• **Try it**:
All lines from the one that mentions "Exercise. Find the smoothie" through the last of the entries below must be copied exactly, with both ends kept.

• **Records for processing**:
#####
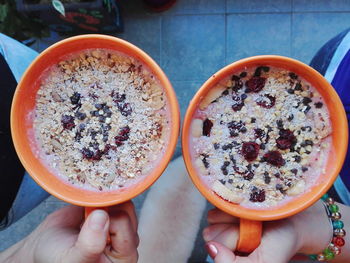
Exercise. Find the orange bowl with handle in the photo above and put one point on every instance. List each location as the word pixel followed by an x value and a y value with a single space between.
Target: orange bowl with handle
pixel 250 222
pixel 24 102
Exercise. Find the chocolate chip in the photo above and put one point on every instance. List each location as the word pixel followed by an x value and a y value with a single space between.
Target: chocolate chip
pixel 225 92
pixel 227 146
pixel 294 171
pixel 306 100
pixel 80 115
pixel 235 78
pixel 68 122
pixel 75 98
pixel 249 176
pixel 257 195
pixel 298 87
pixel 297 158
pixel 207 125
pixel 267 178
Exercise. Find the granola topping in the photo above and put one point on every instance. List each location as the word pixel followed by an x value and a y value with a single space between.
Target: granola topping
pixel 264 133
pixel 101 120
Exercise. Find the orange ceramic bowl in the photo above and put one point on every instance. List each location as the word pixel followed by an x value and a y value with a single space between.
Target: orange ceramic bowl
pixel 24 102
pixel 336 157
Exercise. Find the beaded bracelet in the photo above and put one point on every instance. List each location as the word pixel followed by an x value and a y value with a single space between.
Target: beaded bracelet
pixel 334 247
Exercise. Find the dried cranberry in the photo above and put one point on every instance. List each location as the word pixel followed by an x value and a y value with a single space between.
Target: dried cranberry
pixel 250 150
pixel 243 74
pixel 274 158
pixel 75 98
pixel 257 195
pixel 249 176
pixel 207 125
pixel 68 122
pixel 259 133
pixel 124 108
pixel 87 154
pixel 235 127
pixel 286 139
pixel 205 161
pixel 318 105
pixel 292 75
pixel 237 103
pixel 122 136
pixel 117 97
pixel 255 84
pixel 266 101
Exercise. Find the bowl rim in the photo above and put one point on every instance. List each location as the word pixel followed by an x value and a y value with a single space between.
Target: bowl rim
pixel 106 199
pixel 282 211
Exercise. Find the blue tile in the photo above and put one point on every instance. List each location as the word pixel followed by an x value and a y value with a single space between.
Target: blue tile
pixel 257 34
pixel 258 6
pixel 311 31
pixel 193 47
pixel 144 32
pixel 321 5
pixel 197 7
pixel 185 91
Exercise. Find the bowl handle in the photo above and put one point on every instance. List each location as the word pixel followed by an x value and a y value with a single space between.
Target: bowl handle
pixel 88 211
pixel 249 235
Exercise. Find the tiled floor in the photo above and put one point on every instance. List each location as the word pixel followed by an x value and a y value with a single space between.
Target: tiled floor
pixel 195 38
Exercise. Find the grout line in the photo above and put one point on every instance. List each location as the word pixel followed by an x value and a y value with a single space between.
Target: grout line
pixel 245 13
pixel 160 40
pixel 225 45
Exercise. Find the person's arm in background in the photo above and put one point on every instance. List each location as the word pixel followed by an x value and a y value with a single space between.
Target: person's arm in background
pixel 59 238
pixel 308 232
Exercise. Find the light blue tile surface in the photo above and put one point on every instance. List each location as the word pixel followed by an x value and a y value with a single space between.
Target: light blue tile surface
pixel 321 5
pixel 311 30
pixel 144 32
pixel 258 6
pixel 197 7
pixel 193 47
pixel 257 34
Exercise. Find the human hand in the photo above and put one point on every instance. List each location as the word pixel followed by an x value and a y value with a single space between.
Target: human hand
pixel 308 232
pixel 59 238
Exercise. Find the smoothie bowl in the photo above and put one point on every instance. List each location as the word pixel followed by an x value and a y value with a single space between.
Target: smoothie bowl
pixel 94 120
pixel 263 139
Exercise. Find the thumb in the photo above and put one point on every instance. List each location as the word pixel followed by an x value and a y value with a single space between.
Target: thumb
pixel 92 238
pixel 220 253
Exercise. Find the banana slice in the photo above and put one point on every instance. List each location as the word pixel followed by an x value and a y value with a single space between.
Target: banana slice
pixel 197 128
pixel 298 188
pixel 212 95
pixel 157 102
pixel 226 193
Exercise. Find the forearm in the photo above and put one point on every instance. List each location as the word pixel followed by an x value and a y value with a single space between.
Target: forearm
#####
• **Task response**:
Exercise. Find the smoothie bowl in the photo above and put one point on every instance. List each location as the word pixel followed by an x value and a y value with a single space between.
Target: smoothie bowl
pixel 94 120
pixel 263 139
Exercise. Find the thumb in the photo above and put one point on every instance. List each location as the word pixel followed by an x value and a y value with a single space between.
Target: thumb
pixel 92 238
pixel 220 253
Exercise. Find the banana slice in the photo above and put one point on every instance. List each location as the word pixel followed by an x value and a y value with a single space between.
Target: banana slice
pixel 197 128
pixel 298 188
pixel 212 95
pixel 157 102
pixel 226 193
Exercise. Find the forearm in the photo above and put one point on every instance. List each location as the word pixel followed by an x value and a y value with a single space between.
Target: forearm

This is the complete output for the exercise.